◆ Problem
Pull out every line in the entries below that contains the word "evergreen", and copy each such line unchanged.

◆ Records shown
* * *

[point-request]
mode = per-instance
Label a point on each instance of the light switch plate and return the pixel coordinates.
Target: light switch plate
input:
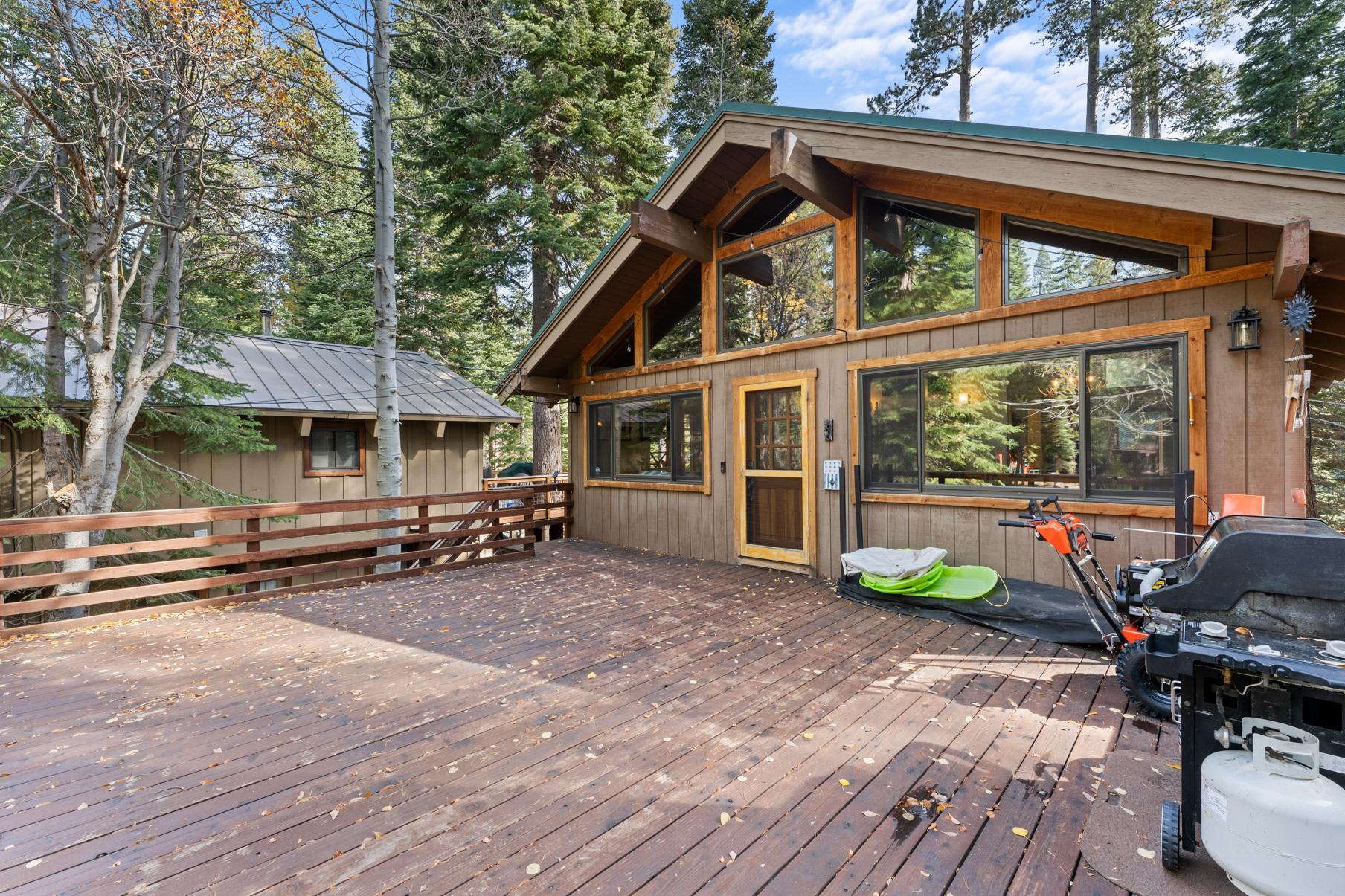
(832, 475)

* * *

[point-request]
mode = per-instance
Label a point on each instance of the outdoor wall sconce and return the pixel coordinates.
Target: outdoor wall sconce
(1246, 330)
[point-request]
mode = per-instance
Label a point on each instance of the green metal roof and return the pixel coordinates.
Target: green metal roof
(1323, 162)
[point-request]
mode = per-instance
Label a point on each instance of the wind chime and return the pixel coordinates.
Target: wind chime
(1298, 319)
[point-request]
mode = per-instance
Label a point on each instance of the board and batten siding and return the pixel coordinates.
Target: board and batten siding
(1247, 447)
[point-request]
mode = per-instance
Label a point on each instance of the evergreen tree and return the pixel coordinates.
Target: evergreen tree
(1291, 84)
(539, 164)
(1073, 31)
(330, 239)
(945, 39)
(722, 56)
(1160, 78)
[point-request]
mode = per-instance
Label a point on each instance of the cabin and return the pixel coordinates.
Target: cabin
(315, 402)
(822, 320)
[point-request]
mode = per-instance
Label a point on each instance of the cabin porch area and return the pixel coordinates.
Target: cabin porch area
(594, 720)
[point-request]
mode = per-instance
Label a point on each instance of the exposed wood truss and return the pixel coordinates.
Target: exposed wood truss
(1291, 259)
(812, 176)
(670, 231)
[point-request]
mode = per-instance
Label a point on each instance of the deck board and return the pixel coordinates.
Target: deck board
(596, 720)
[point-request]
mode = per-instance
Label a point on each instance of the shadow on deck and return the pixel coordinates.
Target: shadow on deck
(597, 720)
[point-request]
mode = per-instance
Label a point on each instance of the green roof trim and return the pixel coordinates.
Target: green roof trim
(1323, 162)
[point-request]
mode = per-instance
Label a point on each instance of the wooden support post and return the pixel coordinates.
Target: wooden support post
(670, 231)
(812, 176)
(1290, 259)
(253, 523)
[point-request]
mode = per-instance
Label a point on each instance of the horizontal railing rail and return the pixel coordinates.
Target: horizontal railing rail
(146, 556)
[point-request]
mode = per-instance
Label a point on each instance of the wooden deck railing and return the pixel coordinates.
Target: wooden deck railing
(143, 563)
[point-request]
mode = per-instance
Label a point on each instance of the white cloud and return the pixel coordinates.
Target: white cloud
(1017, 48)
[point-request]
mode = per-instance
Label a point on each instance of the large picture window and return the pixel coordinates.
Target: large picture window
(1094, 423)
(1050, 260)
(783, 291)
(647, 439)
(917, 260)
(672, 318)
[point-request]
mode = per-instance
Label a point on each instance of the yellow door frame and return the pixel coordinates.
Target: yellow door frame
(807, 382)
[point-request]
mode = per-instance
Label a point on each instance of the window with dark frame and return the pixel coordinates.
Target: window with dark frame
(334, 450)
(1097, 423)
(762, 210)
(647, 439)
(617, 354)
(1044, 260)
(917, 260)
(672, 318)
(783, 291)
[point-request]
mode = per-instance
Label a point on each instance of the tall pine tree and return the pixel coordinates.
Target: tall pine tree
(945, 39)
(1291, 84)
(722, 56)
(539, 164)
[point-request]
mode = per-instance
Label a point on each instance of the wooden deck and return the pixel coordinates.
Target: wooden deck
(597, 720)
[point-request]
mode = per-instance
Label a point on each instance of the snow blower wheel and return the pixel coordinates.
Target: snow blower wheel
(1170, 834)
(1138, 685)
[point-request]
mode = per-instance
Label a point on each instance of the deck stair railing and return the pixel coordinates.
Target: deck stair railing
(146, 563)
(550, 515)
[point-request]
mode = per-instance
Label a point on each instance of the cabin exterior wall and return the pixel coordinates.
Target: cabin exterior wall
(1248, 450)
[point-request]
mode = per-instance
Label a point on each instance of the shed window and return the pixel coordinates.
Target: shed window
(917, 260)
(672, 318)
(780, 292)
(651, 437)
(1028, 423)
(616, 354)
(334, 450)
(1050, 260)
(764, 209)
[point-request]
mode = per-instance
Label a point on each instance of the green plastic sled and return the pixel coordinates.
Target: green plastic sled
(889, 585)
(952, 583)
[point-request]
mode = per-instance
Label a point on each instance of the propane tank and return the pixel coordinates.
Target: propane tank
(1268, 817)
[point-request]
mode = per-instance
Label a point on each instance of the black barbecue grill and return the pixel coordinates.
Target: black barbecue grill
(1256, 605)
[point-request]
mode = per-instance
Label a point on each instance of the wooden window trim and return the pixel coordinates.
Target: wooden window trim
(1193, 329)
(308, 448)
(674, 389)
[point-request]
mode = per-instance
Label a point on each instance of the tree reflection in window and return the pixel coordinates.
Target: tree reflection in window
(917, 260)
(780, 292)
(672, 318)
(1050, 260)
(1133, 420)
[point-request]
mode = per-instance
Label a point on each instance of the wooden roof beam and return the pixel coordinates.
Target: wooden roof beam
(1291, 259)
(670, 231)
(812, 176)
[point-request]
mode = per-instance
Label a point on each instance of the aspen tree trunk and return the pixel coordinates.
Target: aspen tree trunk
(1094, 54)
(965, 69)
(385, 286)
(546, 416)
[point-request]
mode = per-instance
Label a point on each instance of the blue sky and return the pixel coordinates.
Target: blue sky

* * *

◆ Answer to this exercise
Label a point on each instance of the evergreen tree and return the pixel coordinates.
Target: evergreen tree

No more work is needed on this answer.